-- INSTRUÇÕES --
**a)** Enumere todos os nomes que o texto sobre a Hora do Planeta indica como participantes das lives do Festival Digital Hora do Planeta brasileiro.
**b)** Segundo o texto sobre a Hora do Planeta, em que ano e em que país o movimento começou?
**c)** Prossiga o texto sobre a Hora do Planeta a partir da última frase apresentada.

-- TEXTO FORNECIDO --

Em meio à pandemia, como discutir a crise da mudança climática?
Ao ‘apagar’ a luz por uma hora neste sábado, mundo precisa lembrar que as urgências são intimamente conectadas


A Hora do Planeta, que ocorre a partir das 20h30 (horário de Brasília) deste sábado (27), é um movimento global no qual, durante sessenta minutos, pessoas do mundo todo apagam as luzes como forma de chamar a atenção para a crise climática e suas consequências. É um ato simbólico de pedido de socorro para o planeta. Mas como tornar esse tema urgente em meio à pandemia da Covid-19, que já vitimou mais de 2,5 milhões de pessoas em um ano?
Para especialistas ouvidos pela CNN Brasil, o primeiro ponto é mostrar como as duas crises estão intimamente conectadas. Depois, envolver governos e ressaltar a questão econômica no debate. E, por fim, apontar soluções para um “futuro verde”.
Neste ano, a escuridão acontece pela segunda vez de forma digital por causa da Covid-19. O Festival Digital Hora do Planeta brasileiro contará com uma série de lives com Gilberto Gil, Fábio Porchat, Mauricio de Sousa, Ailton Krenak e o DJ Eric Marky Terena. A programação segue das 13h às 20h30, com transmissão ao vivo nas redes sociais do WWF-Brasil.
O movimento começou em 2007, na Austrália, e tem ganhado, a cada ano, mais adeptos. Em 2020, a edição ocorreu em mais de 190 países e territórios, levando a 3,1 bilhões de impressões nas redes sociais, segundo o WWF, sendo um dos assuntos mais comentados em 37 países.
Pandemia e desmatamento
“Todos os grandes problemas estão relacionados. O coronavírus surgiu por um desequilíbrio da natureza. Os impactos ambientais têm uma ligação direta com a pandemia”, afirma Luís Fernando Guedes, diretor de conhecimento da ONG SOS Mata Atlântica. “Os dois são sintomas de que o modelo que a gente segue está com problemas. Falta d’água, pandemia e outros efeitos são resultado da destruição da natureza acima da sua capacidade de recuperação”, completa.

-- TRECHOS DOS DADOS --
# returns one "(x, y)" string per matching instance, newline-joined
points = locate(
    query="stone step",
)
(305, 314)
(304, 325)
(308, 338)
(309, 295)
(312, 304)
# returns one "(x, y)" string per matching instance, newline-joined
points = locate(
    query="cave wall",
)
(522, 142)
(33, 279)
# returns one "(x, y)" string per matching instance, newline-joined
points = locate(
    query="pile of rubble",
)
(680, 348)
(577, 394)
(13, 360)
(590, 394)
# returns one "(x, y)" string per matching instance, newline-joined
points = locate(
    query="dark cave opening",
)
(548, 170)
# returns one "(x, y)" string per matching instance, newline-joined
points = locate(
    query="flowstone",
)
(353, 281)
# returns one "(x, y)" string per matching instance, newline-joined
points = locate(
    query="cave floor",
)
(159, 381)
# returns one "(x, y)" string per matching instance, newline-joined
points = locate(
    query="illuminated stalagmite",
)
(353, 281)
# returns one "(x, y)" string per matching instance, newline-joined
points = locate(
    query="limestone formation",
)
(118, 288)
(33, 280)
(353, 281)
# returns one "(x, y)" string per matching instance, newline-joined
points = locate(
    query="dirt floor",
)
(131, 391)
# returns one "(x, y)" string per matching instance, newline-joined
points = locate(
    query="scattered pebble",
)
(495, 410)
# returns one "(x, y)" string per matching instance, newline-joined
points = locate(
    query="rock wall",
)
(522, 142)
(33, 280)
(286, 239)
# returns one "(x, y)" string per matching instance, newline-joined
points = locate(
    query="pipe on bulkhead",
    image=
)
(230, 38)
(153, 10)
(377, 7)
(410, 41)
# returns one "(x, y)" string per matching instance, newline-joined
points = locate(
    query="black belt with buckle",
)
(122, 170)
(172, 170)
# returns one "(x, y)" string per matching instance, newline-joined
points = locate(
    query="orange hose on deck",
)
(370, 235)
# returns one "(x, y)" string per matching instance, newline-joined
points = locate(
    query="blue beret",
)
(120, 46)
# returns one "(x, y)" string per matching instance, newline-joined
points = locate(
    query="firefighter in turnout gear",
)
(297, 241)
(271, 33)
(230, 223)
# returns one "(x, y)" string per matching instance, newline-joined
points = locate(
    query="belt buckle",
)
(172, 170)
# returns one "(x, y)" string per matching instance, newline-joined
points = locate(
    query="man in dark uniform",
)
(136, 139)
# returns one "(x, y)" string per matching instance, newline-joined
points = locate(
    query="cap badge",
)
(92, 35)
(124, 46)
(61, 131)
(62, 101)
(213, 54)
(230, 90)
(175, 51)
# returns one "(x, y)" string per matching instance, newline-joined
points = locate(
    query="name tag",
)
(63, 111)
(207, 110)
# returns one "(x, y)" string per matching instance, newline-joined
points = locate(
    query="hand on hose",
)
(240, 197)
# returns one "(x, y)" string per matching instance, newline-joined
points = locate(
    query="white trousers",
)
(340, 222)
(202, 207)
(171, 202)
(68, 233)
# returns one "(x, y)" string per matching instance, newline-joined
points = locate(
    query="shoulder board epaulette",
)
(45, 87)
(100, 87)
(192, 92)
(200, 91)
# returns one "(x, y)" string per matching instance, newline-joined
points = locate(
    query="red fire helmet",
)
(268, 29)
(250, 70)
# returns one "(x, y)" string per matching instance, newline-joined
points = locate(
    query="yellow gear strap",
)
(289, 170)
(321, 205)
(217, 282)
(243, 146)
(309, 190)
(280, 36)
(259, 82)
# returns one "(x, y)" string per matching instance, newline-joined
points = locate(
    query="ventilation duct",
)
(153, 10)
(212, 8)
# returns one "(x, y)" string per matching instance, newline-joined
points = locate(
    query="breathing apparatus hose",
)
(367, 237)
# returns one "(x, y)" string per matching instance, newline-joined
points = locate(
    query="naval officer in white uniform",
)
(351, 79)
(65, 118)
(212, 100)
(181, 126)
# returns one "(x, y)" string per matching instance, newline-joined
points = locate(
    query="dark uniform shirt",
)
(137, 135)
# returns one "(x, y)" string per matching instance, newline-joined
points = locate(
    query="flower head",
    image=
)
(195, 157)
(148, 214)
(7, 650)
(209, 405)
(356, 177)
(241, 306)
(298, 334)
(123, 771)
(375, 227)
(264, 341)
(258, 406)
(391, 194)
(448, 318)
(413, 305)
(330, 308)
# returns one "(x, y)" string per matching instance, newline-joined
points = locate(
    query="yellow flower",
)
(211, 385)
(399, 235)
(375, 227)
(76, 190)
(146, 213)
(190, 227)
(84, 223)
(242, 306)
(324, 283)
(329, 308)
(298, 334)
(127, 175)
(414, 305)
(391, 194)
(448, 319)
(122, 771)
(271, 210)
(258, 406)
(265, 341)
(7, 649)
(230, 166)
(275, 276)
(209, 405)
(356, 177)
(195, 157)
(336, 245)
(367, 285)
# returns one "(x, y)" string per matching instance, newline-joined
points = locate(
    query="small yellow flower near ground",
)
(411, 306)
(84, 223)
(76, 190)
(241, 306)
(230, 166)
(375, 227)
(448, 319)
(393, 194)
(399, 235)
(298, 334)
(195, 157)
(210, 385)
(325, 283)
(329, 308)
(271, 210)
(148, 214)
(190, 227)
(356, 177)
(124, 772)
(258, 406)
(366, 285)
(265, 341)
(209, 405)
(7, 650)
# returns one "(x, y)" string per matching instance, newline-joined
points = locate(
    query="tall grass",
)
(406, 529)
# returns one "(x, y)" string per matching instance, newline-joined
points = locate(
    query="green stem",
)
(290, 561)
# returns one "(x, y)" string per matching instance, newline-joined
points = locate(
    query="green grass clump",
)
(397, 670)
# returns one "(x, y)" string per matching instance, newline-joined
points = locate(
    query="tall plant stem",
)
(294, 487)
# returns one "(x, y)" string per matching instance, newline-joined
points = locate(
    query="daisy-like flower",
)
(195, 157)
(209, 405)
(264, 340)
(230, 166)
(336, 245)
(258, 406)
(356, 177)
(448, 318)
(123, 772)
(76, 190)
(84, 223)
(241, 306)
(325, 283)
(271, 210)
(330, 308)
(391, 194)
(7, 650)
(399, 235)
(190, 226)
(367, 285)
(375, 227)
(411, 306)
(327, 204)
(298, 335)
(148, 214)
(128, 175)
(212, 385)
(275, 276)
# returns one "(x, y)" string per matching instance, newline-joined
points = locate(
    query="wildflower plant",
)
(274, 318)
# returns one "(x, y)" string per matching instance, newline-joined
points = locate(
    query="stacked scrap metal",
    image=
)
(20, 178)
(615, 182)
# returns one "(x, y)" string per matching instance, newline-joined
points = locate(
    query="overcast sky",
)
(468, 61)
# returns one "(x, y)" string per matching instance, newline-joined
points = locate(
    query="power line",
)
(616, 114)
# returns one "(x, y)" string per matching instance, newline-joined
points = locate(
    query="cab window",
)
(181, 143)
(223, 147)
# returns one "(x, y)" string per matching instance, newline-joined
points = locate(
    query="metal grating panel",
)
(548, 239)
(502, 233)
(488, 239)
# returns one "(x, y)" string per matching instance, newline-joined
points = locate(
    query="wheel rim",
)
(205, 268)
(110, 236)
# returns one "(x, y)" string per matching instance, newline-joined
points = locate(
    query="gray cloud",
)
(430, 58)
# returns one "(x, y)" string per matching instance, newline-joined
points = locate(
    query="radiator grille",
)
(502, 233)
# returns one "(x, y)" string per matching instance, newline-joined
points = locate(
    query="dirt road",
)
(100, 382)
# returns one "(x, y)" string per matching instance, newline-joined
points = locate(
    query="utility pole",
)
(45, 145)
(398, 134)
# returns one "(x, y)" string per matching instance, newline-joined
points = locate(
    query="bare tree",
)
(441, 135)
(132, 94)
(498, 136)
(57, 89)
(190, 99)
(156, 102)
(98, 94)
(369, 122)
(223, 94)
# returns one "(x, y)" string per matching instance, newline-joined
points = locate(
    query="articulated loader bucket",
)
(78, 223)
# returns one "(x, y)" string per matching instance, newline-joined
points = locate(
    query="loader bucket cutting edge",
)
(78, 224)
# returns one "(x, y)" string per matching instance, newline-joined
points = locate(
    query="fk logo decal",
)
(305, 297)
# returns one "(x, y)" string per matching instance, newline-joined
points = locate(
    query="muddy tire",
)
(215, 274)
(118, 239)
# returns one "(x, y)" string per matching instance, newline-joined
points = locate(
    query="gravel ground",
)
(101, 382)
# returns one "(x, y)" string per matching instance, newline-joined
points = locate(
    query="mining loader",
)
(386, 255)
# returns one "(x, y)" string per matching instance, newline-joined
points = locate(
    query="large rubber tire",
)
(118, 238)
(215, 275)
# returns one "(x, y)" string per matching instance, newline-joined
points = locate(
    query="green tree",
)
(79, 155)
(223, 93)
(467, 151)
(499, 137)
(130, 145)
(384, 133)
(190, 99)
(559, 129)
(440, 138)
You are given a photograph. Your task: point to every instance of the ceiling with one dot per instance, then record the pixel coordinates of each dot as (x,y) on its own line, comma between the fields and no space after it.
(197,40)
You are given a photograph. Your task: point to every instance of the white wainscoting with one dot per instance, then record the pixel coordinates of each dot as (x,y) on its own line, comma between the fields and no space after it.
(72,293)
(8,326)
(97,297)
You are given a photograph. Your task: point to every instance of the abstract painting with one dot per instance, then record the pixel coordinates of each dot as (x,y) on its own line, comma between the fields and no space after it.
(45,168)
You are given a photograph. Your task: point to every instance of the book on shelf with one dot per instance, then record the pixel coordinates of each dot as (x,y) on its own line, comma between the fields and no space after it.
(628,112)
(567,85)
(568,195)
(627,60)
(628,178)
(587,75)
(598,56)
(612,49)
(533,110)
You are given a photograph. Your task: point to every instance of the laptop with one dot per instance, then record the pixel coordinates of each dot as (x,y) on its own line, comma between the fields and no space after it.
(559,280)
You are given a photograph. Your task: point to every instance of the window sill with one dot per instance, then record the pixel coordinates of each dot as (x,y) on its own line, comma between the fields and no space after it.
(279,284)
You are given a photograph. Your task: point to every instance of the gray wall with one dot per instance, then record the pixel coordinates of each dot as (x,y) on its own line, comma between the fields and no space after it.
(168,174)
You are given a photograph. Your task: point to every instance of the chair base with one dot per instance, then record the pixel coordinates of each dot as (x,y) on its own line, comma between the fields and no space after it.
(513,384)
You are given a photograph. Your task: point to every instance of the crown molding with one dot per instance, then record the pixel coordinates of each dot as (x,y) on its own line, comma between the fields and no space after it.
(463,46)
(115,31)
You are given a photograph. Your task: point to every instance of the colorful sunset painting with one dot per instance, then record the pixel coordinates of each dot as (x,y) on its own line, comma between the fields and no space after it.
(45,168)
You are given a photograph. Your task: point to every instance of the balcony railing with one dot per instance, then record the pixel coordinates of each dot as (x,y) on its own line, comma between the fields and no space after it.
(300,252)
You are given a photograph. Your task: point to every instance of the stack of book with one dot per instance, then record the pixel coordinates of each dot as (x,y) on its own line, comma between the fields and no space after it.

-- RESPOSTAS ESPERADAS --
**a)** Gilberto Gil, Fábio Porchat, Mauricio de Sousa, Ailton Krenak e o DJ Eric Marky Terena.

**b)** Em 2007, na Austrália.

**c)**
Não há estudos que comprovem a ligação direta entre aquecimento global e o novo coronavírus, mas a comunidade científica identifica a conexão entre as mudanças climáticas e a forma como os animais se relacionam uns com os outros e com os homens como um dos fatores primordiais na crise atual.
Em julho de 2020, o Painel Multidisciplinar e de Especialistas da Plataforma Internacional de Biodiversidade e Serviços Ecossistêmicos (IPBES), uma organização independente criada em 2012 com membros de 94 países, examinou provas científicas da origem, do crescimento e do impacto da Covid-19 e de outras pandemias.
Foram 22 especialistas de todas as regiões do planeta discutindo como a pandemia surgiu. Entre os dados avaliados, concluíram que a maioria (70%) das doenças emergentes (ebola, zika, Nipah encefalite) e quase todas as conhecidas pandemias (Influenza, HIV/AIDS, Covid-19) são zoonoses causadas por micróbios de origem animal. Esses micróbios ‘transbordam’ por causa do contato entre a vida selvagem, os rebanhos e as pessoas.

Estima-se que 1,7 milhão de vírus não descobertos existam em hóspedes aviários e mamíferos. Desses, de 631 mil a 827 mil podem infectar humanos. O mais importante reservatório de patógenos com potencial pandêmico são os mamíferos, em particular morcegos, roedores e primatas, alguns pássaros e animais de rebanho (porcos, camelos e frangos).
Ou seja, conforme o planeta se aquece, representantes de todas as espécies migram em busca de lugares mais frescos – pela água e pelo ar. E passam a conviver com outras espécies e com humanos, transmitindo novas doenças. Além disso, nas causas do aquecimento global estão outras maneiras de se aumentar o risco de pandemias: o desmatamento, por exemplo, também leva espécies a mudar de habitat.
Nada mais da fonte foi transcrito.